◆ Your goal
When you reach the line that contains "For each instance of the tree, place" in the entries below, begin returning lines exactly as written and continue through the last one.

(Records excerpted from a collection)
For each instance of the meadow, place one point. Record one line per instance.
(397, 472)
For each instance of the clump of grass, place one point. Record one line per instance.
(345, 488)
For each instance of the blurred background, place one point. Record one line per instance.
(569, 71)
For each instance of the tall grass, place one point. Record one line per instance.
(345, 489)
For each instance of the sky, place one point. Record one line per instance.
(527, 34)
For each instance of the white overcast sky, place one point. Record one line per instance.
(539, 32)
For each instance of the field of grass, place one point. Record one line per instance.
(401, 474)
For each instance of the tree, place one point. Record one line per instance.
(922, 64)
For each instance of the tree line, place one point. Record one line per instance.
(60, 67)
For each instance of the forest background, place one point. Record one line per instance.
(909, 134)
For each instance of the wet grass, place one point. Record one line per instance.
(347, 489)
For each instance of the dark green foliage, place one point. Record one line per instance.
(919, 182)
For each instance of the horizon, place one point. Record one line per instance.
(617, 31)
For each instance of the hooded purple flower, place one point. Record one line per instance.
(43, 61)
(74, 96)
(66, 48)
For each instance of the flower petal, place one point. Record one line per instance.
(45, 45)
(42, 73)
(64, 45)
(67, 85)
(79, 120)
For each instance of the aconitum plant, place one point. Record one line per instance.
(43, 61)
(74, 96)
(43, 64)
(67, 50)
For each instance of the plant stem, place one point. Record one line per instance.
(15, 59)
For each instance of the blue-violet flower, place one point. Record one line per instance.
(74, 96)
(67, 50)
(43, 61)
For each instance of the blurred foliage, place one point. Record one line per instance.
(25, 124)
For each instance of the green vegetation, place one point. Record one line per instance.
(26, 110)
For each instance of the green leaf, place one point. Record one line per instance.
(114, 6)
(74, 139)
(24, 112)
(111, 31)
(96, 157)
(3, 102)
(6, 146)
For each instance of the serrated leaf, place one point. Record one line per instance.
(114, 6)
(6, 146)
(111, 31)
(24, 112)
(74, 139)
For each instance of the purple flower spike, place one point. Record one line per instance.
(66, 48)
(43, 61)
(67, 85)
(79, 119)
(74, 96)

◆ Output for this exercise
For each instance of the tree, place one point. Record one line per instance.
(922, 64)
For each instance of the tree line, place one point. Record one line per instance.
(60, 67)
For each instance of the forest background, place one point. Record one line per instance.
(909, 134)
For each instance of the wet grass, place one point. Record one line per instance.
(347, 489)
For each instance of the dark green foliage, place one point. Record one line per instance.
(919, 182)
For each instance of the horizon, place one point. Record one line per instance.
(617, 31)
For each instance of the hooded purple flower, place one point. Record one line per instance.
(43, 61)
(74, 96)
(66, 48)
For each instance of the flower petal, place one point. Record one line per instance.
(45, 45)
(42, 73)
(64, 45)
(67, 85)
(79, 120)
For each instance of the aconitum plant, place one point. Record one line per instance.
(43, 61)
(74, 96)
(43, 64)
(67, 50)
For each instance of the plant stem, place one point. Record one line per instance.
(15, 59)
For each instance of the blue-violet flower, place one point. Record one line per instance.
(74, 96)
(67, 50)
(43, 61)
For each instance of the blurred foliage, place one point. Record one line per instance.
(25, 124)
For each instance of the green vegetation, place one point. Record one line per instance.
(26, 110)
For each instance of the green leaf, place one point. Record one line per instance.
(114, 6)
(74, 139)
(24, 112)
(111, 31)
(96, 157)
(3, 102)
(6, 146)
For each instance of the serrated leaf, place one point. Record one line per instance.
(114, 6)
(6, 146)
(111, 31)
(24, 112)
(74, 139)
For each instance of the purple flower spike, place one point. Record one line per instance.
(66, 48)
(43, 61)
(67, 85)
(79, 119)
(74, 96)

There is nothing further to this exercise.